▶ **Document passage**:

※ ※ ※

I recently asked this community how you experience dysporia, however it seemed like no one had the same “symptoms” that i am currently experiencing and Im not really sure what it is.
Currently it happens somewhat regularly that I feel like someone ripped a gigantic hole into my chest. It is this type of hole that cant be filled. It devinetively is caused by my quite big desire to be a woman. So becoming what i dream of is the only way of combating this. “The hole” (I named it the void) fluctuates quite a lot in intensity. sometimes its relatively small and on other days it feels like an flesh made nightmare that you cant escape. There are the feelings of needles punctuating my chest or the feeling of an iron ring, thats wrapped around my chest that i have to fight against with every breath. Whenever the void appears, it is guarded by this huge desire to transform into a woman.
Currently I dont really experience the typical symptoms of dysphoria (hating yourself/your body…). I only sometimes have it, that when i look into a mirror, that I cant really connect to the face staring back at me. This lack of obvious signs of dysphoria is the reason, why i am starting to think, that what I experiience is my bodys way of manifesting dysphoria.

※ ※ ※

▶ **Supplied records**:
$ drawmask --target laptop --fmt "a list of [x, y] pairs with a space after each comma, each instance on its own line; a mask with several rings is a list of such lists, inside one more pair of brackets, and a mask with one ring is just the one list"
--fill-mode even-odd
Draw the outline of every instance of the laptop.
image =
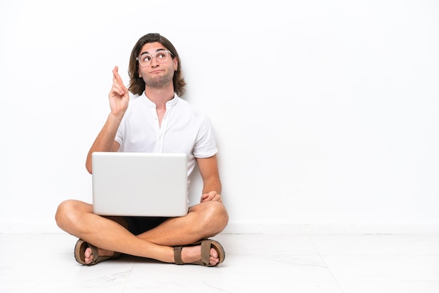
[[94, 152], [93, 212], [182, 217], [188, 212], [185, 154]]

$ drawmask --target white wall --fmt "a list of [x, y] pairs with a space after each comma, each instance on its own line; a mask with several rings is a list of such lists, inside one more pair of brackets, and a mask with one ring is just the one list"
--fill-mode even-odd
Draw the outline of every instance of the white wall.
[[148, 32], [212, 119], [228, 231], [439, 230], [437, 1], [0, 0], [0, 232], [90, 200], [111, 70]]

※ ※ ※

▶ **Tasks to perform**:
1. Decide whether each of the following statements agrees with the post on dysphoria that precedes the listing, and answer yes or no for each, quoting the deciding words of the post. (a) The writer has given the hole a name. (b) The writer currently often hates their own body. (c) The intensity of the hole remains constant.
2. Reproduce the stretch of the post on dysphoria from "I recently asked" through "into a woman.".
3. Carry the post on dysphoria forward, beginning after its final sentence.

▶ **Results of the exercise**:
1.
(a) Yes: "“The hole” (I named it the void)"
(b) No: "Currently I dont really experience the typical symptoms of dysphoria (hating yourself/your body…)."
(c) No: "fluctuates quite a lot in intensity"

2.
I recently asked this community how you experience dysporia, however it seemed like no one had the same “symptoms” that i am currently experiencing and Im not really sure what it is.
Currently it happens somewhat regularly that I feel like someone ripped a gigantic hole into my chest. It is this type of hole that cant be filled. It devinetively is caused by my quite big desire to be a woman. So becoming what i dream of is the only way of combating this. “The hole” (I named it the void) fluctuates quite a lot in intensity. sometimes its relatively small and on other days it feels like an flesh made nightmare that you cant escape. There are the feelings of needles punctuating my chest or the feeling of an iron ring, thats wrapped around my chest that i have to fight against with every breath. Whenever the void appears, it is guarded by this huge desire to transform into a woman.

3.
Edit to save you the effort of typing:
I have devinetively come to the conclusion that I Am trans. I have accepted it and i am actively working towarda my transition, slow but steadily. You also dont have to recommend the Gender Dysphoria Bible, since I have already read it. I have also watched the video series about MTF folks by the transition channel. I am just absolutely confused what this is, that I Am experiencing. I will try to find a therapist.
This is dysphoria
This is dysphoria
Dysphoria
Dysphoria
Dysphoria
Believe it or not, it’s almost a cliche how many trans folk describe their experiences of dysphoria, whilst simultaneously talking about how they don’t experience dysphoria.
I can’t tell you what your dysphoria means, and I can’t tell you who you are. What I can tell you though is that similar experiences to yours have been shared by many many trans folk before you.
a thousand times this ^
OP I hope this is what you needed to hear. I spent a long time convincing myself that I must be cis, despite that pretending at manhood was making me miserable. It’s a long road to accepting that you’re “trans enough”, whatever that means to you.